Dataset entries:
↓↓↓
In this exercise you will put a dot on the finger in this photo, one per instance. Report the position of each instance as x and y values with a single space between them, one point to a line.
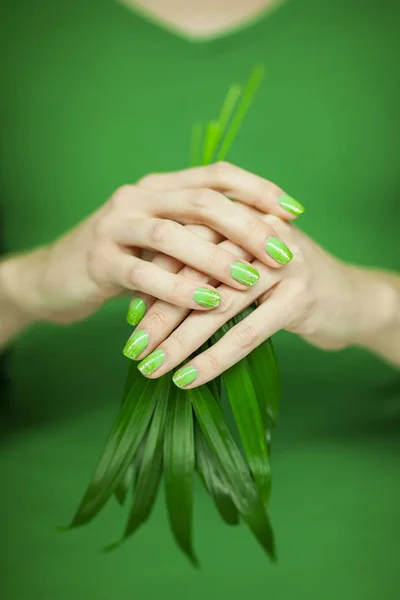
163 318
234 182
131 272
141 303
198 328
237 343
179 242
229 218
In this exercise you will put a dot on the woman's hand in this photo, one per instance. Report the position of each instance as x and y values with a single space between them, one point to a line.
105 255
329 303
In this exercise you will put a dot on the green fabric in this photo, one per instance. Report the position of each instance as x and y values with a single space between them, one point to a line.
93 96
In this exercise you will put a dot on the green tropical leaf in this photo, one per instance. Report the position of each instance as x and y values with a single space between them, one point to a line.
231 463
263 370
264 374
124 485
249 420
150 471
213 480
241 111
122 444
195 151
210 142
179 462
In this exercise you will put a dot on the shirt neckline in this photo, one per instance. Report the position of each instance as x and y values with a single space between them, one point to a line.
169 31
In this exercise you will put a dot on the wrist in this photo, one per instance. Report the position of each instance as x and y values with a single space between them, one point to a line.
20 286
↑↑↑
- [Exercise aim] Where the line containing "In this exercise you will put a dot on the wrist" appears, start copying, and go on exactly through the last line of the data.

- [Response to the exercise]
In this exercise you will put a dot on the wrist in this photo, one per instance. Report the position of each instance as x and y values with a single space between them, one point to a line.
20 286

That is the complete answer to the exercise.